* [Task requirements] When you reach the line containing "Review the photo and list every snow-covered" in the entries below, begin reproducing lines exactly, and stop once the line containing "Review the photo and list every curved" is done.

* [Provided records]
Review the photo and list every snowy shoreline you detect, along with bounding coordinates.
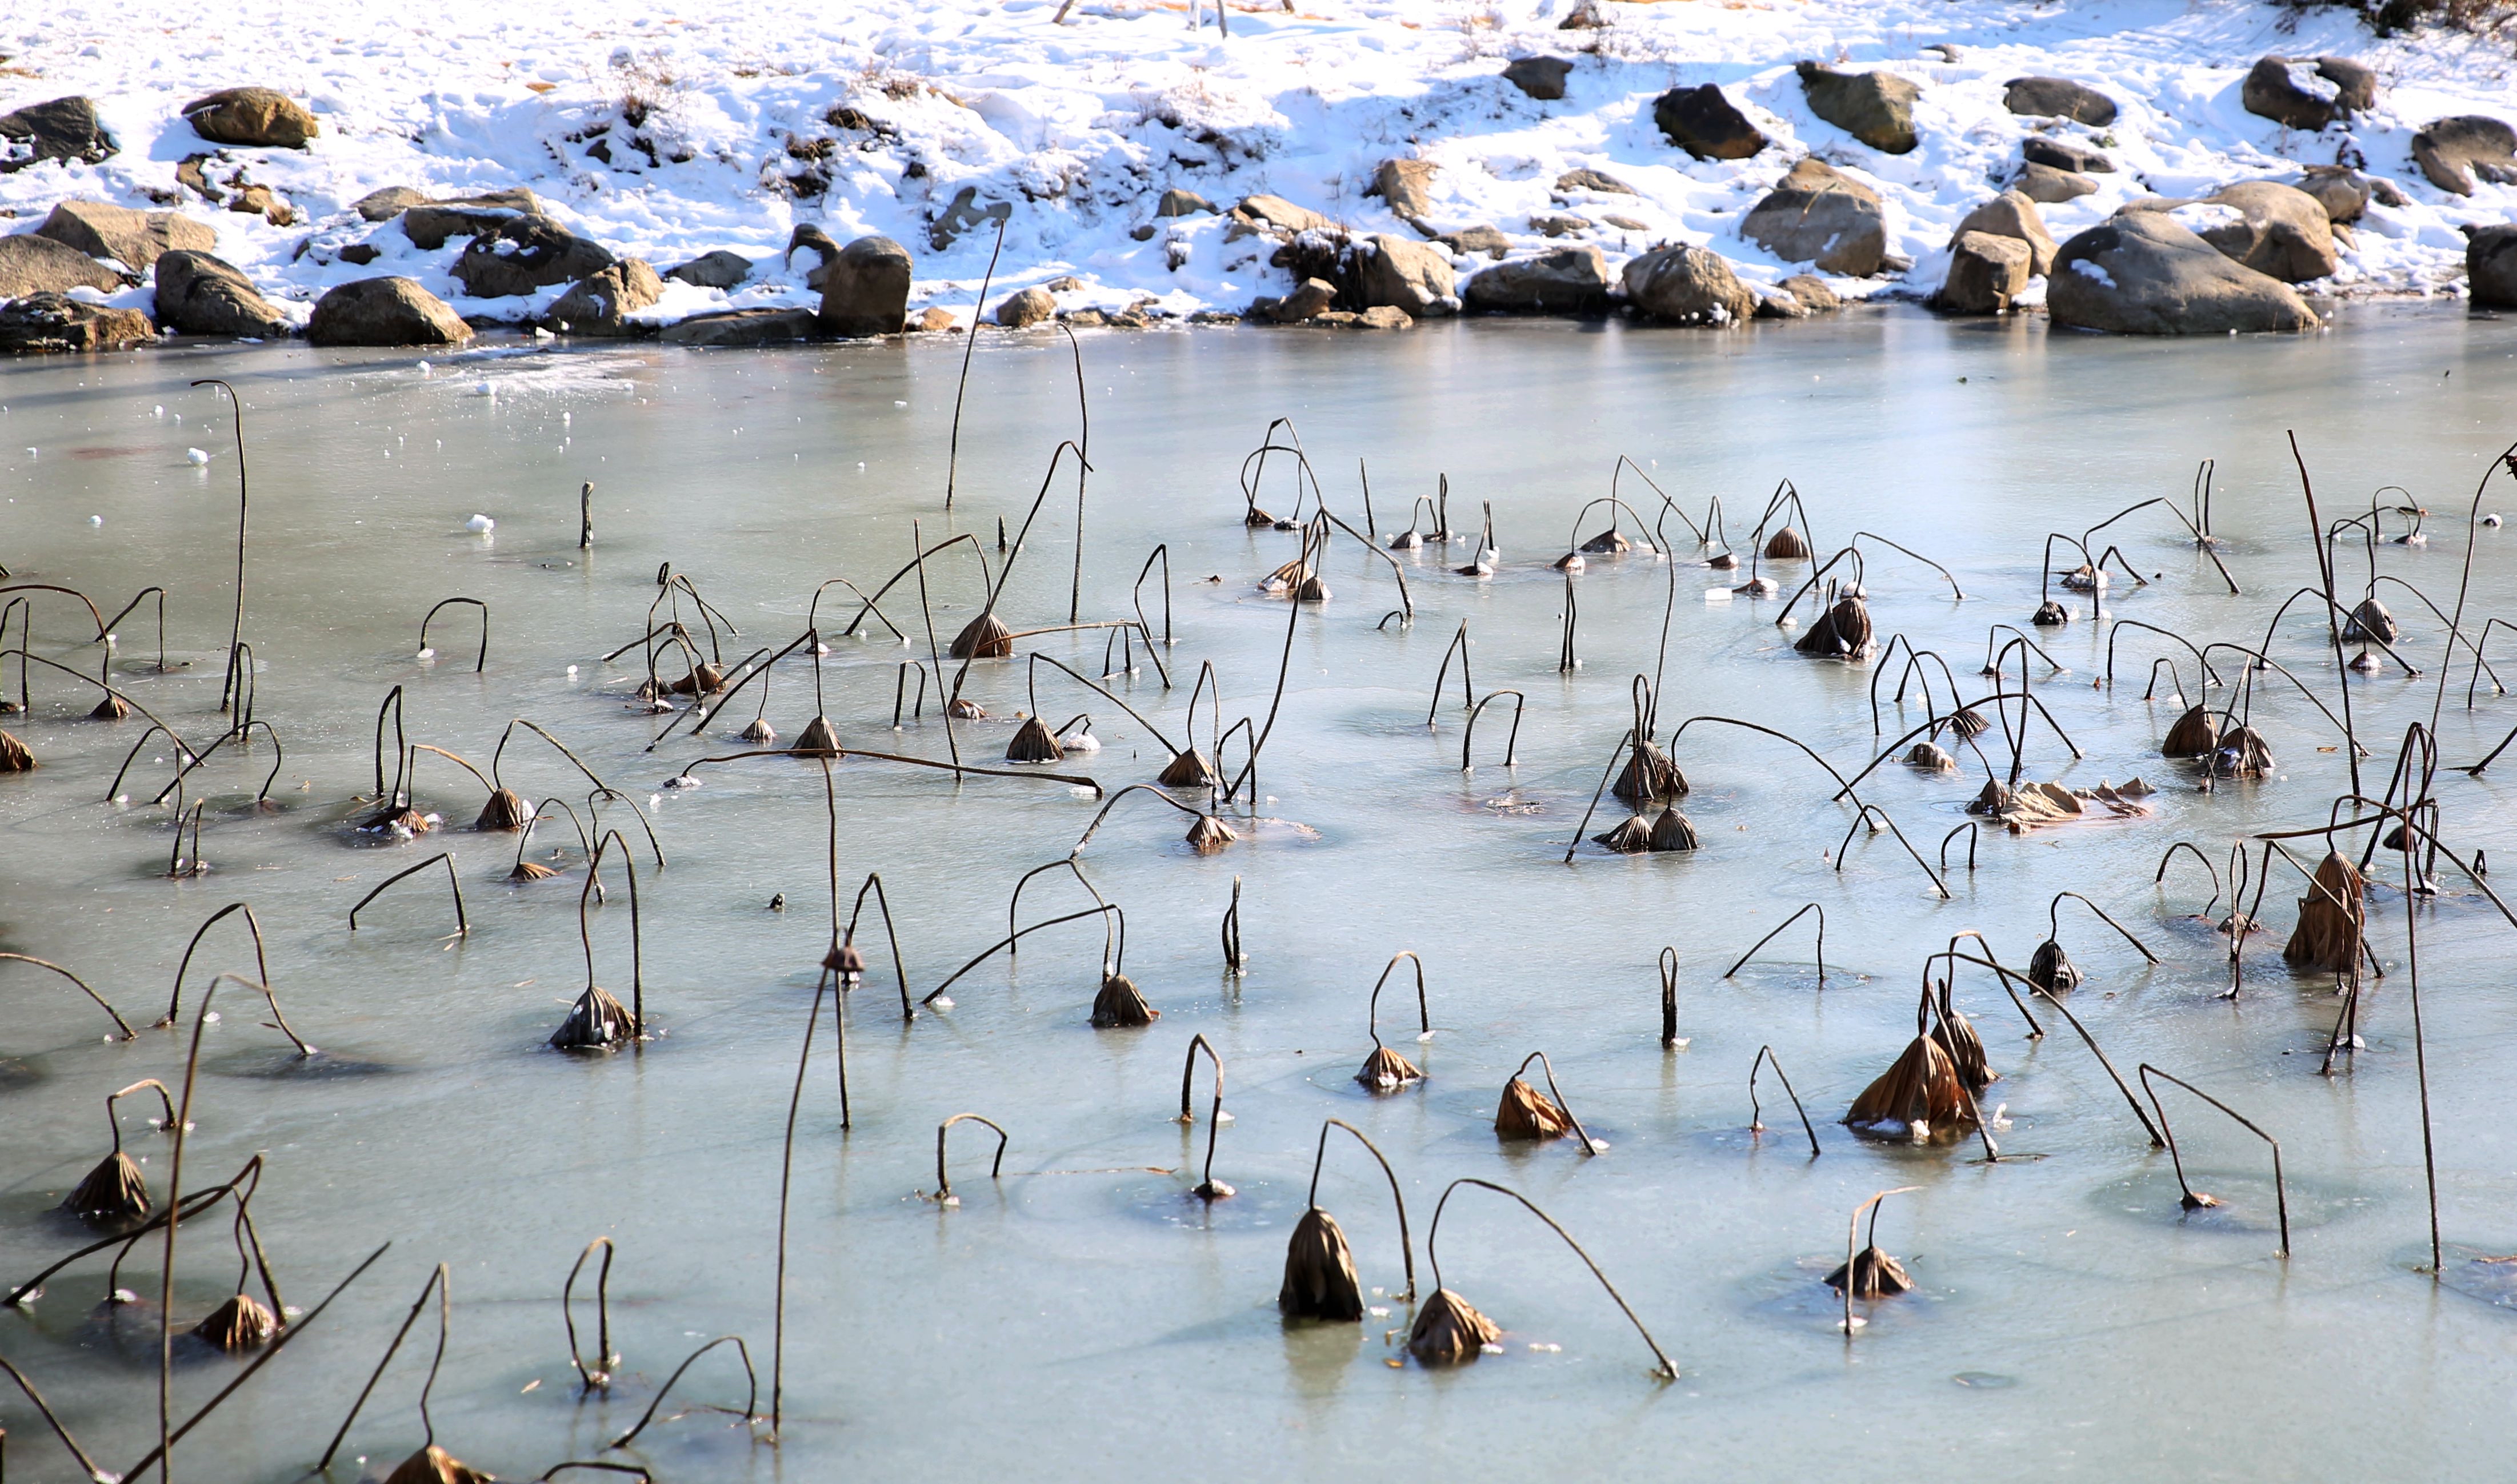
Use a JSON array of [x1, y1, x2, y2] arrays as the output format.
[[2, 0, 2516, 339]]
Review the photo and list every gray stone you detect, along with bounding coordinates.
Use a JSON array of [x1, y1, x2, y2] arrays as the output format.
[[1620, 243, 1756, 325], [1503, 57, 1574, 101], [450, 216, 614, 298], [0, 294, 153, 354], [2196, 181, 2338, 283], [1937, 230, 2032, 314], [1463, 245, 1612, 314], [153, 250, 288, 336], [2289, 166, 2375, 222], [1235, 195, 1333, 235], [995, 285, 1057, 328], [1780, 273, 1840, 312], [2002, 77, 2117, 126], [2046, 211, 2318, 335], [181, 88, 318, 149], [1354, 233, 1456, 317], [659, 307, 819, 346], [1742, 157, 1888, 276], [353, 187, 431, 222], [2413, 116, 2517, 197], [1558, 0, 1609, 27], [2241, 56, 2376, 131], [0, 233, 122, 298], [821, 235, 912, 336], [1440, 225, 1513, 259], [1601, 214, 1649, 231], [930, 186, 1013, 251], [1652, 84, 1767, 161], [1531, 214, 1592, 238], [1157, 188, 1217, 217], [1795, 62, 1921, 154], [2022, 135, 2112, 174], [1267, 277, 1338, 323], [402, 196, 544, 250], [550, 259, 665, 335], [0, 96, 115, 172], [1554, 167, 1635, 195], [666, 250, 754, 288], [1951, 189, 2056, 276], [305, 277, 474, 346], [1373, 159, 1438, 220], [33, 201, 215, 273], [2470, 224, 2517, 308], [2014, 161, 2099, 203]]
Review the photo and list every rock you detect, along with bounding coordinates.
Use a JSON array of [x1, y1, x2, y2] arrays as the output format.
[[1742, 157, 1888, 276], [1531, 214, 1592, 238], [2046, 211, 2318, 335], [913, 307, 958, 332], [1354, 233, 1457, 318], [2470, 224, 2517, 308], [0, 294, 154, 354], [2002, 77, 2117, 126], [1621, 243, 1756, 325], [1951, 189, 2057, 276], [450, 216, 614, 298], [176, 155, 218, 203], [1354, 304, 1412, 329], [660, 307, 819, 346], [1503, 57, 1574, 101], [2289, 166, 2375, 222], [2241, 56, 2375, 131], [929, 186, 1013, 251], [2195, 181, 2338, 283], [1440, 225, 1513, 259], [1602, 214, 1650, 231], [181, 88, 319, 149], [1559, 0, 1610, 27], [995, 285, 1057, 328], [1554, 167, 1635, 195], [1157, 188, 1217, 217], [1235, 195, 1334, 236], [2412, 116, 2517, 197], [1652, 84, 1768, 161], [153, 250, 289, 336], [1463, 245, 1612, 314], [1109, 306, 1150, 328], [1372, 159, 1439, 220], [33, 202, 215, 273], [2014, 161, 2098, 203], [1045, 275, 1084, 292], [338, 243, 380, 266], [2022, 135, 2112, 174], [228, 183, 294, 227], [1187, 309, 1241, 325], [1753, 286, 1810, 319], [401, 195, 544, 250], [353, 186, 431, 222], [1268, 277, 1339, 323], [821, 235, 912, 336], [306, 277, 474, 346], [1062, 307, 1107, 328], [1937, 231, 2033, 313], [1780, 273, 1840, 312], [550, 259, 665, 335], [0, 96, 115, 172], [1795, 62, 1922, 154], [666, 250, 754, 288]]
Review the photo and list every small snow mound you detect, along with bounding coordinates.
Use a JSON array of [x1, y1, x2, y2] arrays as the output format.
[[2070, 258, 2116, 288]]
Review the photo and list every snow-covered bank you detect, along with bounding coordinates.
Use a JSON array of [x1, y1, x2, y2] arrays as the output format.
[[1, 0, 2515, 334]]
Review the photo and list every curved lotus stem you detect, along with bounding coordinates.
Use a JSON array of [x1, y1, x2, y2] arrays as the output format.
[[2193, 641, 2371, 757], [773, 974, 839, 1436], [1840, 1186, 1923, 1337], [11, 652, 191, 748], [2080, 492, 2238, 592], [141, 718, 285, 807], [1510, 1050, 1599, 1156], [348, 852, 470, 936], [1722, 904, 1826, 982], [514, 797, 593, 876], [804, 576, 905, 646], [1832, 803, 1953, 899], [1747, 1045, 1819, 1158], [373, 685, 407, 797], [1026, 651, 1185, 756], [842, 872, 914, 1022], [2251, 584, 2421, 676], [1309, 1118, 1416, 1301], [1461, 689, 1524, 770], [1561, 494, 1663, 557], [2105, 617, 2224, 689], [612, 1335, 759, 1449], [155, 964, 225, 1465], [580, 831, 646, 1034], [1368, 952, 1431, 1050], [942, 216, 1007, 511], [1425, 1178, 1676, 1379], [1070, 781, 1209, 855], [1179, 1034, 1230, 1198], [1918, 940, 2042, 1039], [2137, 1064, 2290, 1257], [0, 581, 107, 639], [1008, 859, 1112, 956], [934, 1114, 1009, 1202], [1868, 636, 1966, 735], [1850, 531, 1964, 599], [1773, 544, 1868, 630], [1, 952, 135, 1040], [2025, 985, 2162, 1146], [162, 901, 273, 1028], [926, 904, 1124, 1007], [584, 787, 667, 871], [562, 1237, 618, 1393], [1940, 823, 1978, 874], [491, 717, 617, 795], [317, 1262, 453, 1469], [1221, 875, 1246, 972], [167, 797, 207, 880], [1134, 543, 1172, 647], [0, 1354, 114, 1481], [1658, 947, 1680, 1046], [2155, 841, 2223, 916], [1425, 627, 1474, 730], [418, 597, 488, 672], [107, 1078, 177, 1155], [2048, 891, 2157, 964]]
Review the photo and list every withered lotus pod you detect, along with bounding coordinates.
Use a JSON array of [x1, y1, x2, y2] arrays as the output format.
[[2161, 704, 2220, 757], [362, 805, 433, 835], [1592, 814, 1655, 853], [1844, 1035, 1974, 1135], [1279, 1207, 1364, 1321], [0, 729, 35, 771], [1090, 972, 1159, 1028], [1005, 715, 1065, 762], [475, 787, 531, 831], [2031, 599, 2071, 627], [2060, 564, 2104, 592], [1948, 707, 1989, 739], [2348, 649, 2382, 674], [90, 693, 132, 720], [1763, 525, 1811, 560], [1389, 530, 1423, 550], [2180, 1188, 2222, 1210], [794, 715, 842, 757], [2343, 597, 2399, 644], [1707, 551, 1740, 570], [1647, 807, 1700, 852], [193, 1292, 278, 1351], [1930, 1005, 1995, 1094], [1407, 1287, 1500, 1365], [633, 675, 668, 701], [383, 1445, 495, 1484], [1735, 576, 1779, 597], [549, 985, 635, 1049], [1580, 528, 1634, 555], [741, 716, 778, 745], [2028, 938, 2082, 992], [2211, 725, 2275, 779], [1495, 1076, 1574, 1141], [2382, 821, 2413, 851], [948, 696, 987, 720], [2282, 849, 2367, 973], [63, 1151, 149, 1224], [1157, 747, 1219, 788], [1294, 572, 1331, 602], [1965, 779, 2011, 816], [1246, 506, 1277, 527], [667, 661, 726, 695], [1551, 551, 1586, 573], [508, 859, 559, 883], [1185, 813, 1238, 852], [1904, 741, 1957, 772], [823, 941, 867, 982], [950, 610, 1014, 660], [1260, 557, 1310, 593], [1611, 740, 1686, 802], [1356, 1044, 1423, 1090], [1824, 1245, 1914, 1298], [1794, 593, 1874, 658]]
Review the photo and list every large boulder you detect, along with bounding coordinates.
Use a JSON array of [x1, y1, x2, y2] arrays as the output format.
[[1620, 243, 1756, 325], [929, 186, 1013, 251], [550, 259, 665, 335], [450, 216, 614, 298], [34, 201, 215, 272], [360, 187, 538, 226], [1653, 85, 1767, 160], [2022, 136, 2112, 174], [1742, 157, 1888, 276], [0, 97, 115, 171], [1795, 62, 1920, 154], [2240, 56, 2375, 131], [1936, 231, 2032, 314], [1234, 195, 1334, 236], [1503, 57, 1574, 101], [353, 186, 430, 222], [666, 250, 753, 288], [2194, 182, 2338, 283], [660, 307, 818, 346], [399, 191, 547, 248], [1439, 224, 1512, 259], [181, 88, 319, 149], [2289, 166, 2375, 222], [995, 286, 1057, 328], [2014, 161, 2098, 203], [2467, 224, 2517, 308], [305, 276, 474, 346], [1951, 190, 2056, 276], [1157, 188, 1216, 218], [2412, 116, 2517, 197], [1372, 159, 1438, 221], [2047, 211, 2319, 335], [153, 250, 289, 336], [2002, 77, 2117, 126], [0, 233, 123, 297], [1463, 246, 1612, 314], [1355, 234, 1456, 317], [0, 294, 154, 354], [820, 234, 911, 336]]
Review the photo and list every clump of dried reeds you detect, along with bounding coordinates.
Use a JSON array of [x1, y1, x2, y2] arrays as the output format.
[[2282, 850, 2366, 973], [1905, 741, 1957, 772], [794, 715, 842, 757], [2032, 599, 2071, 627], [2212, 724, 2275, 778], [1158, 747, 1219, 787], [549, 985, 635, 1049], [383, 1446, 493, 1484], [1356, 1044, 1420, 1089], [742, 717, 778, 744], [1496, 1077, 1571, 1140], [2343, 597, 2398, 644], [950, 611, 1014, 659]]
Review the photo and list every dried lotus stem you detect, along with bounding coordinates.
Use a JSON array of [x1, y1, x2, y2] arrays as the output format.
[[511, 797, 591, 881], [1359, 950, 1431, 1089], [1835, 1186, 1923, 1337], [1722, 904, 1826, 983], [911, 518, 963, 768], [2104, 618, 2223, 690], [1499, 1050, 1599, 1155], [1221, 875, 1245, 972], [0, 1355, 114, 1482], [347, 852, 470, 936], [1070, 781, 1213, 855], [772, 976, 837, 1434], [0, 951, 135, 1040], [1748, 1045, 1820, 1157], [843, 872, 914, 1021], [2048, 890, 2158, 966], [563, 1237, 618, 1392], [1658, 946, 1680, 1046], [934, 1113, 1009, 1204], [1424, 621, 1473, 727], [317, 1262, 455, 1470], [1303, 1119, 1415, 1303], [2024, 983, 2163, 1146], [1460, 689, 1524, 770], [2137, 1064, 2290, 1256], [926, 903, 1125, 1008], [1418, 1178, 1675, 1379], [943, 215, 1005, 513], [1179, 1033, 1231, 1198], [1134, 543, 1173, 648], [610, 1336, 761, 1448], [1558, 566, 1579, 672], [162, 901, 274, 1027], [2154, 841, 2223, 915], [416, 597, 488, 673], [1939, 822, 1978, 873]]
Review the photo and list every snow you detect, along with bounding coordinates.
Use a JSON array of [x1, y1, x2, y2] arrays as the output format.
[[2071, 257, 2117, 287], [0, 0, 2512, 324]]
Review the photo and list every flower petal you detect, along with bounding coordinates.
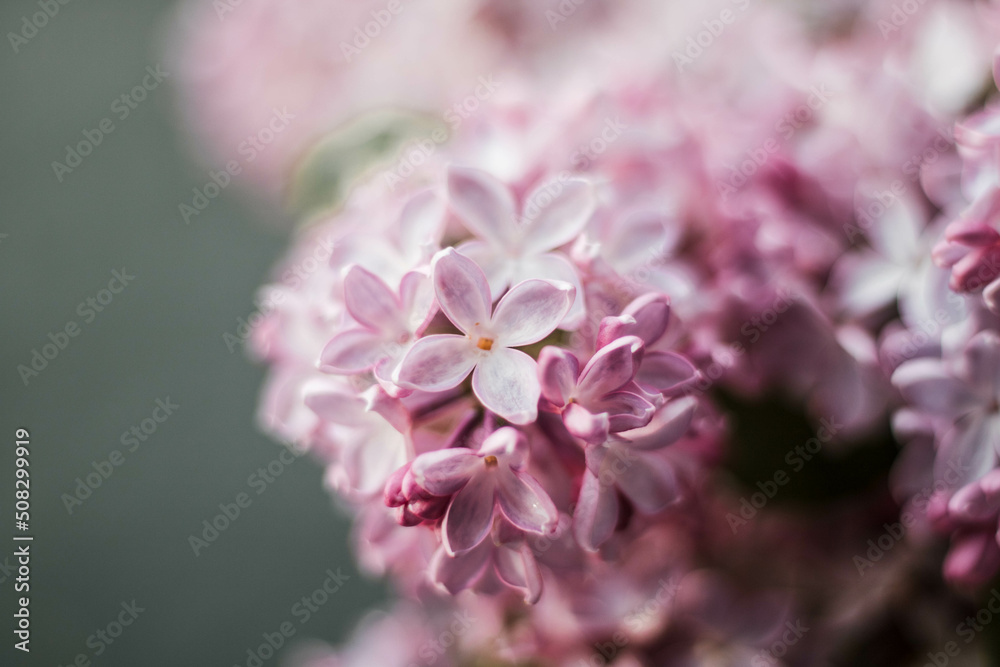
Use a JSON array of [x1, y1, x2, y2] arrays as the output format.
[[319, 329, 386, 373], [496, 469, 559, 535], [410, 448, 481, 496], [597, 294, 671, 349], [431, 542, 492, 595], [394, 334, 477, 392], [431, 248, 493, 334], [892, 358, 978, 416], [492, 279, 575, 348], [629, 396, 697, 449], [595, 392, 657, 433], [398, 270, 437, 336], [519, 178, 596, 255], [455, 239, 513, 301], [472, 348, 541, 424], [563, 402, 611, 444], [577, 336, 644, 403], [635, 351, 699, 397], [615, 448, 681, 514], [343, 265, 405, 333], [512, 252, 586, 329], [447, 166, 518, 249], [494, 543, 544, 604], [537, 346, 580, 407], [573, 466, 620, 551], [443, 475, 496, 555]]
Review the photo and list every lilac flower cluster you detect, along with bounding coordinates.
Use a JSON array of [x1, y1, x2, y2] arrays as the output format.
[[177, 0, 1000, 663]]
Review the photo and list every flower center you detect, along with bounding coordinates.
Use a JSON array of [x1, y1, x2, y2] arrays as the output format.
[[476, 337, 494, 351], [483, 455, 499, 468]]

* [Your solution]
Review the photo and list every snow-covered bank you detect, along with bounding coordinates.
Use a JSON array of [x1, y1, x2, y2] arrays as the output format.
[[1, 0, 2515, 334]]
Review the photo and list every curved lotus stem you detect, along with bounding coordinates.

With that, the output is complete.